▶ [WHAT THE TASK REQUIRES]: From the records, pick out and copy each line containing "below".

▶ [INPUT DATA]:
+ + +

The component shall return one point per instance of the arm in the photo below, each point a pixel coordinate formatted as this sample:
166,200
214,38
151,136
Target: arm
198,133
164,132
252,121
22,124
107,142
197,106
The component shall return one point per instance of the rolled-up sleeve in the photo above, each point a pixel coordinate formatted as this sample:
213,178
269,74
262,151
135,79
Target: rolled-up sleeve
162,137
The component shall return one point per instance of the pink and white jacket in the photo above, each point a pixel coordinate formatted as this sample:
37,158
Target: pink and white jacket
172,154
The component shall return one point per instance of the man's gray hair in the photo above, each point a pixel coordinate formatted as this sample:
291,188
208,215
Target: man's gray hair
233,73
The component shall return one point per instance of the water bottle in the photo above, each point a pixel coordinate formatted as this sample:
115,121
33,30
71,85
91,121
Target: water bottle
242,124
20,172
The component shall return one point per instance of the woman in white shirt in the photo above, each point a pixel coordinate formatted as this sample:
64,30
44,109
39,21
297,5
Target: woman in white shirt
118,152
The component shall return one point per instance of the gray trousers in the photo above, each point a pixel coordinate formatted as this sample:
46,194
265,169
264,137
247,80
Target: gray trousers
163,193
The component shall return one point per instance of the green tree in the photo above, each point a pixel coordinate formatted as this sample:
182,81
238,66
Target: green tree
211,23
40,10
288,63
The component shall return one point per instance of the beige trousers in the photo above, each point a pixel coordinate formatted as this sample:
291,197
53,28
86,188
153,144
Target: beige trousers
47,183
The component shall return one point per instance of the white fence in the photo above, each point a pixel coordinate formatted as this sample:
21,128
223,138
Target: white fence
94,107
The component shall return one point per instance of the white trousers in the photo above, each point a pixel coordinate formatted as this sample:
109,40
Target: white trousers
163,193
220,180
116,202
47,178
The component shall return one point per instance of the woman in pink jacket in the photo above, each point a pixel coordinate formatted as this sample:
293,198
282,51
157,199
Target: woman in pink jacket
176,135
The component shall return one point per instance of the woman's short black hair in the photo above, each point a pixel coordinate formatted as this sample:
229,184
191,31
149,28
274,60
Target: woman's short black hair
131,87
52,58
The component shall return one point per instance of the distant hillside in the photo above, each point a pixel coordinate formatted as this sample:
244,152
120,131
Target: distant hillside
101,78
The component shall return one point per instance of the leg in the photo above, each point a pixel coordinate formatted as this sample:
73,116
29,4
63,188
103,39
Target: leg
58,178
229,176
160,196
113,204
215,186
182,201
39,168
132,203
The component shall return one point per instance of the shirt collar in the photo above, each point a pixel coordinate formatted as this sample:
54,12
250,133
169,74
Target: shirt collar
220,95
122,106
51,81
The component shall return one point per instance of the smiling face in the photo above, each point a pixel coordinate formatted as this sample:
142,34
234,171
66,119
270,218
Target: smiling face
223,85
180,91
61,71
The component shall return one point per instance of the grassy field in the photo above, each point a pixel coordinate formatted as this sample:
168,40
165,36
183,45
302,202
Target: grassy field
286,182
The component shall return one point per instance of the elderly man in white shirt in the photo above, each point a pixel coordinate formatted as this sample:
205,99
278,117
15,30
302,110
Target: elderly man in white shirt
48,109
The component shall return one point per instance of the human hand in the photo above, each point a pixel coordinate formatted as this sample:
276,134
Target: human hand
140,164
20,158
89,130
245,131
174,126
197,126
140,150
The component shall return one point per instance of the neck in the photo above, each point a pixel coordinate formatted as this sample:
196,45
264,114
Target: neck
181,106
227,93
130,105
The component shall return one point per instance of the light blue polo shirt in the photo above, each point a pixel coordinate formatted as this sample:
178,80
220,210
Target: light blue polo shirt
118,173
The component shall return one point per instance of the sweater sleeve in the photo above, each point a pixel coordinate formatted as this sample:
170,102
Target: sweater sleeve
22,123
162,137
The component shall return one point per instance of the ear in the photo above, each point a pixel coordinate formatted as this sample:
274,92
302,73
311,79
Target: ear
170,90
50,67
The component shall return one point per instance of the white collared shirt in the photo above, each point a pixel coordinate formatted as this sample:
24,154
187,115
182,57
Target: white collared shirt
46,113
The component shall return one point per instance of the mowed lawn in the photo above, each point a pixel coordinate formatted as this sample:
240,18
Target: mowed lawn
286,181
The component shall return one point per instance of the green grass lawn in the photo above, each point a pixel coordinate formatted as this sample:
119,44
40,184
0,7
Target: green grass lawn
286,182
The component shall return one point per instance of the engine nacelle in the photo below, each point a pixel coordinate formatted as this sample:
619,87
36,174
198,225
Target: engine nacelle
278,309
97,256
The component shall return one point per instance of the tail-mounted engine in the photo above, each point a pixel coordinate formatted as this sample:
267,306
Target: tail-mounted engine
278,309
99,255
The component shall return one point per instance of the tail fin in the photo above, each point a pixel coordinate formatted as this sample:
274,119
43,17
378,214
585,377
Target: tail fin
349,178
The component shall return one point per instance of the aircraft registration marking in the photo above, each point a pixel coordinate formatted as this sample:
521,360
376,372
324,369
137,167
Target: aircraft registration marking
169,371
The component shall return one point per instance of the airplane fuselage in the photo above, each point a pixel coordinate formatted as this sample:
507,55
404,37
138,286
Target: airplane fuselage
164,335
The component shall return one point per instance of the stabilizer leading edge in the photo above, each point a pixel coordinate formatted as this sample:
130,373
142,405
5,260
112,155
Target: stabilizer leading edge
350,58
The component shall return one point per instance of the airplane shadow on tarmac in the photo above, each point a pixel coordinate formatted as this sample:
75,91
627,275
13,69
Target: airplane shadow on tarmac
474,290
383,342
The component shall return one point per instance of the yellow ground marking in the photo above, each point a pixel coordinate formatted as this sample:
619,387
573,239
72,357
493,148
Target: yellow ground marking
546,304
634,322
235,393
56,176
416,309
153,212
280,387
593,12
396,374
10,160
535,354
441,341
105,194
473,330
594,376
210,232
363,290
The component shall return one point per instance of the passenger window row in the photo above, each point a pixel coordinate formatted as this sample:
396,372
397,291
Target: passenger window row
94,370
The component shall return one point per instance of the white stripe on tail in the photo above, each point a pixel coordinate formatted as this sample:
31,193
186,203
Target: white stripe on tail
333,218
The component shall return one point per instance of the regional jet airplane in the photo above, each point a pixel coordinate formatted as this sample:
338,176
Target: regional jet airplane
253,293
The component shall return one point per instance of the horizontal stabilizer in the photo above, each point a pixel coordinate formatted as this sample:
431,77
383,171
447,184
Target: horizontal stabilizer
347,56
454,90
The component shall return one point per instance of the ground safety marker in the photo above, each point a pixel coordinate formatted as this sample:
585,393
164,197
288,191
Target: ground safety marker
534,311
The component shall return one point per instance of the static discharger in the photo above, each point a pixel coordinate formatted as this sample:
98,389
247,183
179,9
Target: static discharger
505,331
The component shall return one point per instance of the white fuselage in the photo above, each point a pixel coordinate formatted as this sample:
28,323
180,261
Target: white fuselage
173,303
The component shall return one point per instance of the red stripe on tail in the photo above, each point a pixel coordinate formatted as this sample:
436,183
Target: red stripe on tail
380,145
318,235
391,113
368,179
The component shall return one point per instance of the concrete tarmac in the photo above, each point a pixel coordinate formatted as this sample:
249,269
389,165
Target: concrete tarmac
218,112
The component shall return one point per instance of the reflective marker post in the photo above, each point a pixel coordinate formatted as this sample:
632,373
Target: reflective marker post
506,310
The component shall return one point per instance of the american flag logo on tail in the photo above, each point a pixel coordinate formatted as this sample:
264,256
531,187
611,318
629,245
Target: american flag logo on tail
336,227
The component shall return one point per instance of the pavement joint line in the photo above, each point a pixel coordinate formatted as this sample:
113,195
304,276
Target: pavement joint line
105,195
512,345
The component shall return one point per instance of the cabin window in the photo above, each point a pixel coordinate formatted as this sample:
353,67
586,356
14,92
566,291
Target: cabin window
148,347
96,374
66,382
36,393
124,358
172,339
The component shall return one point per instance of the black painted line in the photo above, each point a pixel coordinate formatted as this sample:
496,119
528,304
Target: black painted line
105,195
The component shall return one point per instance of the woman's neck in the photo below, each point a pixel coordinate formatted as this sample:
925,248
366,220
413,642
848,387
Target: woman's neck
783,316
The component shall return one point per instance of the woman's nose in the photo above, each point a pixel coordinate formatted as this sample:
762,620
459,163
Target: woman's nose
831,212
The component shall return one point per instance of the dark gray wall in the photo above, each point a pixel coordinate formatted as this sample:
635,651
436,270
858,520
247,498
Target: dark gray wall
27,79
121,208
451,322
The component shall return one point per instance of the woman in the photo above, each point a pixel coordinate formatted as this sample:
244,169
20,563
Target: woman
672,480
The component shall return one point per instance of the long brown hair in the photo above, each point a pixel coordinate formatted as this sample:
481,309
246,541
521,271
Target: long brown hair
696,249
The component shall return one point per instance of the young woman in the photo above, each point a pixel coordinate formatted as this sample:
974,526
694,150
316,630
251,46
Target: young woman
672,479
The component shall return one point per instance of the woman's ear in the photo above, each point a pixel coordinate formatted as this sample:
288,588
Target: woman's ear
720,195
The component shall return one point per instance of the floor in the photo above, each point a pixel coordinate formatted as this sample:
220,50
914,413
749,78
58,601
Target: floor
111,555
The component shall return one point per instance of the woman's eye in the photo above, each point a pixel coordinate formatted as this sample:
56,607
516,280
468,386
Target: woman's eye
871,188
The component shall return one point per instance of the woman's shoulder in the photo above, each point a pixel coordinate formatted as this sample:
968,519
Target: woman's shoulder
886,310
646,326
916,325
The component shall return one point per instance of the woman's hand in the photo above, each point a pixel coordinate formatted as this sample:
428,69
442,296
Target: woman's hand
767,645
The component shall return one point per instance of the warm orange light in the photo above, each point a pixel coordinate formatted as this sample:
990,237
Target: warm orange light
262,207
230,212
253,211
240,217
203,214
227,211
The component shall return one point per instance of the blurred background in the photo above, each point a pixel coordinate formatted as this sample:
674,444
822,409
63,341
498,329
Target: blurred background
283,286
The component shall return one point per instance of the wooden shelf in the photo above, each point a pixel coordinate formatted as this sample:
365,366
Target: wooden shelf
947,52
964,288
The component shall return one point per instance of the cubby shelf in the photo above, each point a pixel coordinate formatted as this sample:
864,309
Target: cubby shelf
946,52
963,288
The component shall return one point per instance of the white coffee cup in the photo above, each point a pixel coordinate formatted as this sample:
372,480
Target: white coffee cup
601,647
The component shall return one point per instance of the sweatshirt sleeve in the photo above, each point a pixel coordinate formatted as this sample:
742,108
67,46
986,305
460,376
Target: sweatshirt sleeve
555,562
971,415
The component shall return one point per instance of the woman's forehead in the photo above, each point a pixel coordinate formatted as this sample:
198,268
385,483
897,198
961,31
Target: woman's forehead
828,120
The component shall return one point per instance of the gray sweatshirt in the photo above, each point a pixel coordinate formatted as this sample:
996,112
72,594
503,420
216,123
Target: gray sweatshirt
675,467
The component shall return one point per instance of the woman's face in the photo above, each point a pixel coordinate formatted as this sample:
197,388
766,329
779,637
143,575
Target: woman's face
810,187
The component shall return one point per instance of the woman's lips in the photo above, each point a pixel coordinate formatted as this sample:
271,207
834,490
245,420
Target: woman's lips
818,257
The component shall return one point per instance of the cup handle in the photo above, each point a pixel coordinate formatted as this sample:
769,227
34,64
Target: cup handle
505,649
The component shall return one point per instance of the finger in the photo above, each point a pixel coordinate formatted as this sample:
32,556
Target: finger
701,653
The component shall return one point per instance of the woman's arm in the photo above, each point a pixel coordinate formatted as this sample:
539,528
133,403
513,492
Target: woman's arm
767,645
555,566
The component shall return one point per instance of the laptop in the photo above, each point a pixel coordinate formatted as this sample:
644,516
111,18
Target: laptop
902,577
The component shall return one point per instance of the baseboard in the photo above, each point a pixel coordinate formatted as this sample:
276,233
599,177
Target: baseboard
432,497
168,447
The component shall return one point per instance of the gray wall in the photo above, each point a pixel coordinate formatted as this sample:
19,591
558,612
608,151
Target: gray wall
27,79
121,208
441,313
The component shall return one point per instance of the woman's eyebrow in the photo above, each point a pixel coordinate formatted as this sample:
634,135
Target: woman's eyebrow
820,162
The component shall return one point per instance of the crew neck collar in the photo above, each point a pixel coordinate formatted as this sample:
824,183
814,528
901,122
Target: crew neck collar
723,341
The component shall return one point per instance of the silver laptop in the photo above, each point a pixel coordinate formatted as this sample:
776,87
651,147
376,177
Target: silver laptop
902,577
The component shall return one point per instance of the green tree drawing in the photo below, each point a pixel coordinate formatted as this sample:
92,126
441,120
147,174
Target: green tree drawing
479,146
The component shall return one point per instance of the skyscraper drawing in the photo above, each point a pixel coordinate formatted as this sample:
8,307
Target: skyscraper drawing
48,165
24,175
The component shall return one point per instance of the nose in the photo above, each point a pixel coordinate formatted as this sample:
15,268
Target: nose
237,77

+ + +

▶ [PROBLEM SOLUTION]:
The component shall return one point per instance of the arm in the photo below, each point a pixel coordinate formatted as this sample:
The component shall return one point per instance of the engine nacelle in the photo below, each point a pixel coordinate formatted as this sample:
The component shall return one point per instance of the woman's neck in the photo below, each point a pixel coordinate formatted as this sample:
The component shall return one point per instance of the green tree drawing in the photo below, each point a pixel coordinate formatted as this sample:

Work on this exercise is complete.